TASK ITEM.
State how many lines of the records contain the string "below". Give the number alone.

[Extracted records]

==============================

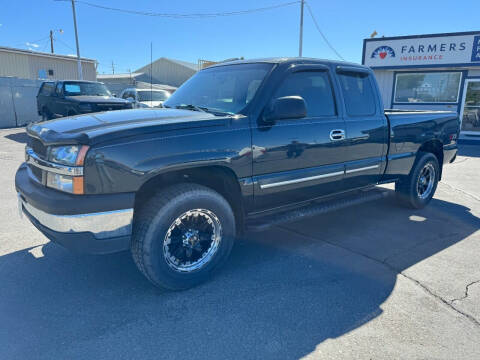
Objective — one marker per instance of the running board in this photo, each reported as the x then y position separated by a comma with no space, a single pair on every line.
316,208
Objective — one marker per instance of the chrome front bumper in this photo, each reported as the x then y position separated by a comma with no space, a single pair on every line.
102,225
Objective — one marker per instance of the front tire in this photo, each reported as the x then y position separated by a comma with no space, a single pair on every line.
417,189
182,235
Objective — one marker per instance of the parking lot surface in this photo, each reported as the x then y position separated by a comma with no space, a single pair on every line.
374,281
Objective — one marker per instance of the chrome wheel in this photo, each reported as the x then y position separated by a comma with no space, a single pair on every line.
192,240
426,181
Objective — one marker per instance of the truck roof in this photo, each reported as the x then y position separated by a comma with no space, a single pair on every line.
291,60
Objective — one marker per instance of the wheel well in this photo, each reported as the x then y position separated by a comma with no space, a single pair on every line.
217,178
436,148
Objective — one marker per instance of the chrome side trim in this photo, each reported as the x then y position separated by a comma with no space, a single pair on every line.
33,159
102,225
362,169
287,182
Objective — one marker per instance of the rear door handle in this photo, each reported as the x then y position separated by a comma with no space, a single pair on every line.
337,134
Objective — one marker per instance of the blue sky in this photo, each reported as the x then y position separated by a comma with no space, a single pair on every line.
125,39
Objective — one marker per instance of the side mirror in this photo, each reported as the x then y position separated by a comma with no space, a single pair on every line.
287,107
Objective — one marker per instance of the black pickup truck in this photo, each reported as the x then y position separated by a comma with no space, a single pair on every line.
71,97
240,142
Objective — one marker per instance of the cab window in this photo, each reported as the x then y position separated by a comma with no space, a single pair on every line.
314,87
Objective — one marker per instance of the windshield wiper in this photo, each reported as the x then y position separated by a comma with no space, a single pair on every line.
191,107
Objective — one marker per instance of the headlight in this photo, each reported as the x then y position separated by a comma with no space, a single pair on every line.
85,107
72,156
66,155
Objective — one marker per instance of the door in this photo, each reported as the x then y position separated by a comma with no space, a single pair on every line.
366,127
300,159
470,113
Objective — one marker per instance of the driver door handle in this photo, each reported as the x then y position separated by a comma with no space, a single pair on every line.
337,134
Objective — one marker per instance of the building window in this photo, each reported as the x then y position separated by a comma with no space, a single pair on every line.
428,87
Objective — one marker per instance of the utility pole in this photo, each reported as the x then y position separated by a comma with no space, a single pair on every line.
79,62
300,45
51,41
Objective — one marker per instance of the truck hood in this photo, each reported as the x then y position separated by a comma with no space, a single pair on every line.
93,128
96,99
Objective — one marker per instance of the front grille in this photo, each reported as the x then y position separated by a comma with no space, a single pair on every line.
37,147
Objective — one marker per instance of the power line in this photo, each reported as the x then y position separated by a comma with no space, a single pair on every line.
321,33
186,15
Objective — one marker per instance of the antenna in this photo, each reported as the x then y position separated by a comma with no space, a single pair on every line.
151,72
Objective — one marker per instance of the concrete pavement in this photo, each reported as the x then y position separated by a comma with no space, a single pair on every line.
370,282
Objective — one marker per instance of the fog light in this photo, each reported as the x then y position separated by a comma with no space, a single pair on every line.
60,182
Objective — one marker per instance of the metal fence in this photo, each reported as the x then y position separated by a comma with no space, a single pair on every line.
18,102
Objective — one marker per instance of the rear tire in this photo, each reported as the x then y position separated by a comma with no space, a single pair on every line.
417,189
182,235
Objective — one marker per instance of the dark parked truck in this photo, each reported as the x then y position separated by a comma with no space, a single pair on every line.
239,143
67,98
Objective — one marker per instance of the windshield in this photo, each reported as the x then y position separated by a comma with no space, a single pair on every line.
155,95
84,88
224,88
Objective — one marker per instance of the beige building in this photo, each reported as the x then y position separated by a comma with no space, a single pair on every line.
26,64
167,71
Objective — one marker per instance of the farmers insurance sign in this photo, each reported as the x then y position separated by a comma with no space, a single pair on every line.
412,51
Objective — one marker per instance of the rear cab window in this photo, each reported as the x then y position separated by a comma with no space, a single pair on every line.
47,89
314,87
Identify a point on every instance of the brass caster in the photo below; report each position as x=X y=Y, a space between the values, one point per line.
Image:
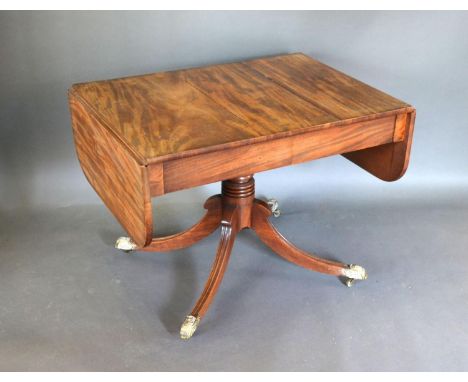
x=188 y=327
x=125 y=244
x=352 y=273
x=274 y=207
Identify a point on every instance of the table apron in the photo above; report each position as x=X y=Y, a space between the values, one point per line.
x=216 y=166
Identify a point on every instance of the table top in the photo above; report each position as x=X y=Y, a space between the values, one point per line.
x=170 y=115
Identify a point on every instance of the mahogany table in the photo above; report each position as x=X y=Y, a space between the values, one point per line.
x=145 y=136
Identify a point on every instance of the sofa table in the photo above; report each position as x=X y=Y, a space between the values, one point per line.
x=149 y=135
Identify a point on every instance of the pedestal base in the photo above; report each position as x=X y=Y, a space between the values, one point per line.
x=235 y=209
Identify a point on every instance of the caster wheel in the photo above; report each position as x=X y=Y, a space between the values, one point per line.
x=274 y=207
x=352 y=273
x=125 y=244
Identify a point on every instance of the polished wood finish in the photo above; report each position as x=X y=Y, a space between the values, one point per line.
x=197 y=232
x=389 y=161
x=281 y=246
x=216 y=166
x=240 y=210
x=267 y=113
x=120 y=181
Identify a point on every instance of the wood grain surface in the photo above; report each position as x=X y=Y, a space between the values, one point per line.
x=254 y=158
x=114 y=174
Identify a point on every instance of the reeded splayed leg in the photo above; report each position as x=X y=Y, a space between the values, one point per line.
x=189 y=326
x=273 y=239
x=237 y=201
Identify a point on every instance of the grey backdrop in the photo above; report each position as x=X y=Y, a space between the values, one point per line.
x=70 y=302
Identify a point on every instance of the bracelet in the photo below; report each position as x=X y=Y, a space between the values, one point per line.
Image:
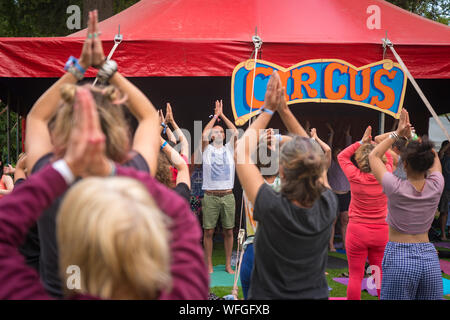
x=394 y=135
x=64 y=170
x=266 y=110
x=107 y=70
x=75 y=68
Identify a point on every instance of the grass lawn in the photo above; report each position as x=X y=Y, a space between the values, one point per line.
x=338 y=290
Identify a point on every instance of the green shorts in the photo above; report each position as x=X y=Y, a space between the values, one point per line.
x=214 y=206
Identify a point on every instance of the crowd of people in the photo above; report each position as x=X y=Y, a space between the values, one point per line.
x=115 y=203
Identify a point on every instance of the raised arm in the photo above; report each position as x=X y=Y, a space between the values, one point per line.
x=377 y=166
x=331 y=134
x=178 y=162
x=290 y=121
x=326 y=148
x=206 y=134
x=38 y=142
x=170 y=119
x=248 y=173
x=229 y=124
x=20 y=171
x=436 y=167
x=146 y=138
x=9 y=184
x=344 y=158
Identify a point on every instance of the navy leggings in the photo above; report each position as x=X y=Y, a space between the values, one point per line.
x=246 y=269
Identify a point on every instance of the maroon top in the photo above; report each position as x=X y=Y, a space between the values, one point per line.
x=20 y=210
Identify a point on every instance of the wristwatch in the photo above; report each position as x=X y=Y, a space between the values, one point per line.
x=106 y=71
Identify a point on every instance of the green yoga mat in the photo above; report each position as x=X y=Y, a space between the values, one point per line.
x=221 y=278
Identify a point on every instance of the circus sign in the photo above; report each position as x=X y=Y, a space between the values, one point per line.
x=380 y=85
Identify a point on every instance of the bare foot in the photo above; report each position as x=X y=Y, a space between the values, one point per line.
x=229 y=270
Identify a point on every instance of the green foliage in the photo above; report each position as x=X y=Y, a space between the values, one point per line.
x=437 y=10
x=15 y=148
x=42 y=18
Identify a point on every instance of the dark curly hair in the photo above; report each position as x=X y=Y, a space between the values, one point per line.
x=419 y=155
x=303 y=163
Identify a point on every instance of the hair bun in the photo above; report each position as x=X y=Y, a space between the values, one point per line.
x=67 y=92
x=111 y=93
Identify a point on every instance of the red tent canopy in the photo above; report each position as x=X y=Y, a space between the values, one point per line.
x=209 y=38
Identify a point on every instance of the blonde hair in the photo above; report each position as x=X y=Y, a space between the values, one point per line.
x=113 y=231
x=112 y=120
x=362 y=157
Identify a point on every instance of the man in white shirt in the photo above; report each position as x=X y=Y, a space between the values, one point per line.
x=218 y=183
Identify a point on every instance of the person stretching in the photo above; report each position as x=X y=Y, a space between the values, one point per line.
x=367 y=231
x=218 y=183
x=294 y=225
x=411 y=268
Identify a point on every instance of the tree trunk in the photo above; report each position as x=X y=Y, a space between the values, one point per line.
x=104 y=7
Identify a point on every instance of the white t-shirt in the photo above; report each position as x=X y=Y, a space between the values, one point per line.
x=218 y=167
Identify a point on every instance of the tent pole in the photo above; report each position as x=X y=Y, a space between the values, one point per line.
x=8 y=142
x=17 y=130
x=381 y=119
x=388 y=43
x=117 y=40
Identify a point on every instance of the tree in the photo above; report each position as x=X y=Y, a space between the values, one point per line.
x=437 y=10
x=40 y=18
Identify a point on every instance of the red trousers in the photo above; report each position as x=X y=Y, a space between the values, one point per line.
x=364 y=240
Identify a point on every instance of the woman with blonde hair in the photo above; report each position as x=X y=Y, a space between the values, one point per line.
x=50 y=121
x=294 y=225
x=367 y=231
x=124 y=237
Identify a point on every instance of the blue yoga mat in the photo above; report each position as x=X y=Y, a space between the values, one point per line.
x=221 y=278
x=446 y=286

==============================

ANSWER FOR THE TASK.
2